The United States’s engagement in the Middle East since 2001 would be a comedy of errors but for the fact that it is not funny. It all began with the exploitation of a befuddled President George W. Bush by a group of neoconservative advisers who had long planned to invade Iraq and oust its President Saddam Hussein using phony arguments about Baghdad being a nest of terrorists and a repository of weapons of mass destruction. The bungled occupation was followed by a prolonged case of democracy building that essentially destroyed Iraq as a nation and eventually led to a sectarian government closely tied to neighboring Iran that had the temerity to ask U.S. forces to leave at the end of 2011.

- [Entries]:
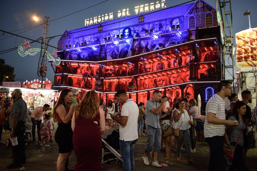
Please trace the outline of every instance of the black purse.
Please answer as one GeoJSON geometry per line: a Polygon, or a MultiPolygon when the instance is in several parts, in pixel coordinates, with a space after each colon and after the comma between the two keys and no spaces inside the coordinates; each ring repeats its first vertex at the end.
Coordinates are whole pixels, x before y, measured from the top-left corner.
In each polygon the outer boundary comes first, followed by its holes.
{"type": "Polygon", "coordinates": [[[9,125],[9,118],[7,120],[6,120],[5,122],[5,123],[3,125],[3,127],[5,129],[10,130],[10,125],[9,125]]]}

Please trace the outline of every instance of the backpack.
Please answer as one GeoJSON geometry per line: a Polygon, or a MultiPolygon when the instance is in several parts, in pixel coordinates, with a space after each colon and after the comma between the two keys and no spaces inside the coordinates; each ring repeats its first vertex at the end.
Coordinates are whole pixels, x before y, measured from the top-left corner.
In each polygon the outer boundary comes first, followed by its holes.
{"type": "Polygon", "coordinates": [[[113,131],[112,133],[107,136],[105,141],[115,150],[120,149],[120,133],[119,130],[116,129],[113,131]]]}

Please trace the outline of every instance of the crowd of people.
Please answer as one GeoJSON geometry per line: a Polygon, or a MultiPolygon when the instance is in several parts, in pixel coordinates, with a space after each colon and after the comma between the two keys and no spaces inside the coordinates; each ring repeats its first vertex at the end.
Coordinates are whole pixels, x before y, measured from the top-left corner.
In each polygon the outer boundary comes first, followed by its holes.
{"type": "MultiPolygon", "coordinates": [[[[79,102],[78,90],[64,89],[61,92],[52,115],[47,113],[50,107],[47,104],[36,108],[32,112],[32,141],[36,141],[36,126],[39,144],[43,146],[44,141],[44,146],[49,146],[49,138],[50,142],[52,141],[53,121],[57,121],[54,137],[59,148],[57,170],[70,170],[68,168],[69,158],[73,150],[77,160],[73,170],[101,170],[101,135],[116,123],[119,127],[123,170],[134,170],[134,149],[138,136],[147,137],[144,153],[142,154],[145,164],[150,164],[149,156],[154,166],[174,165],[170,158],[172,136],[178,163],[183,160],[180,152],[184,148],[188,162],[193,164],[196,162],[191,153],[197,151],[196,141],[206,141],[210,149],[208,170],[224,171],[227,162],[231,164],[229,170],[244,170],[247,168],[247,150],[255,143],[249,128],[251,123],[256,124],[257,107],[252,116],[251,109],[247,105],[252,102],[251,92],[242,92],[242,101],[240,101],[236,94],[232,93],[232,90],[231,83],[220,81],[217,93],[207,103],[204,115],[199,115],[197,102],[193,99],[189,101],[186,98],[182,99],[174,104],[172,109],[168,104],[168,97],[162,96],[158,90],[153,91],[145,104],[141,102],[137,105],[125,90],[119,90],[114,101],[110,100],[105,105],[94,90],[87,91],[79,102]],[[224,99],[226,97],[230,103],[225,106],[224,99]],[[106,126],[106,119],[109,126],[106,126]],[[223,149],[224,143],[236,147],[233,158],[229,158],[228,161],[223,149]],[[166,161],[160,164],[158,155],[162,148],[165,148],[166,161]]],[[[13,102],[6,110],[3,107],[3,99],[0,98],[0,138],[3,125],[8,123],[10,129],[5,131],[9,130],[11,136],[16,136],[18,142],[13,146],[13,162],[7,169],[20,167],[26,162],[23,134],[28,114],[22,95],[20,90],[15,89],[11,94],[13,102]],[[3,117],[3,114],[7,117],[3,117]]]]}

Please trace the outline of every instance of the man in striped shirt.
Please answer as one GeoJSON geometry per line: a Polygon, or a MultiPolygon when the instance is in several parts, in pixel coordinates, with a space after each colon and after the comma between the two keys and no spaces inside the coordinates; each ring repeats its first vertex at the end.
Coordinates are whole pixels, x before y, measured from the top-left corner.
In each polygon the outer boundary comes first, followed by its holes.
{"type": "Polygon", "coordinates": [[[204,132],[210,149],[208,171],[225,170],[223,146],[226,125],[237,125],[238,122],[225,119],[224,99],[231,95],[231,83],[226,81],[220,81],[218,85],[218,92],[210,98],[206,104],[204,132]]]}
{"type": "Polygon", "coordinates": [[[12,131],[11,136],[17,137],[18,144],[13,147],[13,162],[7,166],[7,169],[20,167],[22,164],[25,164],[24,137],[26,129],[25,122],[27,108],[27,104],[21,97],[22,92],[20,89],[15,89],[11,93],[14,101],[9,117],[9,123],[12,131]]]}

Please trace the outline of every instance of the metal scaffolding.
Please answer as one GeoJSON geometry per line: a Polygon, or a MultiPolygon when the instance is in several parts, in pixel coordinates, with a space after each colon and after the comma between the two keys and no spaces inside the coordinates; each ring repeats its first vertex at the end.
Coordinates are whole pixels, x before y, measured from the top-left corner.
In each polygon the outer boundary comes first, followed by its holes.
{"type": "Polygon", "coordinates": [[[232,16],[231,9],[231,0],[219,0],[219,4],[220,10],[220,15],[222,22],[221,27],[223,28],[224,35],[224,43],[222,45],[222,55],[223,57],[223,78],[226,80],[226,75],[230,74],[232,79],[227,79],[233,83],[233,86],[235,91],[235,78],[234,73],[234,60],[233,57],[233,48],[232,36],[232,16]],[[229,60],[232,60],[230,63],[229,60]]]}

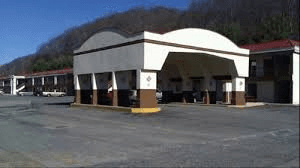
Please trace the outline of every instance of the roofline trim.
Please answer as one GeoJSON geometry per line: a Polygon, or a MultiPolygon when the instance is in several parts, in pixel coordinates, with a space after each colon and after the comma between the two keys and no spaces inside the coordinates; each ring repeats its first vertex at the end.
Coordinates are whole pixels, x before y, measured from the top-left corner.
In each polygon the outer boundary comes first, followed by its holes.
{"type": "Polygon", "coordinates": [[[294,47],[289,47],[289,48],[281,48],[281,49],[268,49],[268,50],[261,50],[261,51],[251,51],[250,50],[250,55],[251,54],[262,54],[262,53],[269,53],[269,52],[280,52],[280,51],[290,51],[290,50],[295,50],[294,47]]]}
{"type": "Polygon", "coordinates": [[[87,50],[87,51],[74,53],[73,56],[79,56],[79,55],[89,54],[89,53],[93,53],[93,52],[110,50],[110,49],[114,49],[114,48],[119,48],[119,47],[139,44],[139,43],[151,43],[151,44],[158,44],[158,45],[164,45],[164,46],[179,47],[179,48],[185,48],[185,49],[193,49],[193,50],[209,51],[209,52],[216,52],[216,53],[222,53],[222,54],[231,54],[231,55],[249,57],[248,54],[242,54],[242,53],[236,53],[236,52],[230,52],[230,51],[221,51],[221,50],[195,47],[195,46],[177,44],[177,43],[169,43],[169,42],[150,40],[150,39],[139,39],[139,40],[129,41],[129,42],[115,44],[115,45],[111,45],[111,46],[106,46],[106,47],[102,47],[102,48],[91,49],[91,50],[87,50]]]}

- [Short exercise 1]: In the passage on U.S. engagement in the Middle East, when did the Iraqi government ask U.S. forces to leave?
- [Short exercise 2]: Carry on the passage about U.S. engagement in the Middle East with the paragraph that would come after its final sentence.

- [Exercise output 1]: At the end of 2011.

- [Exercise output 2]:
Overall, George Bush’s adventure has rightly been described as the worst foreign policy disaster in the history of the United States, killing approximately 4,500 Americans and some hundreds of thousands of Iraqis while costing the U.S. taxpayer at least $5 trillion. And that judgment does not even consider how the U.S. intervention led to the entry of al-Qaeda into the country as a result of the power vacuum created. Al-Qaeda was followed by the birth of ISIS in neighboring Syria, a development that soon metastasized and expanded back into Iraq. Neither Iraq nor Syria harbored any terrorists before 2001, but they certainly have plenty of them right now, and quite a few of them are using American-made weapons captured without a fight from the U.S.-trained Iraqi Army.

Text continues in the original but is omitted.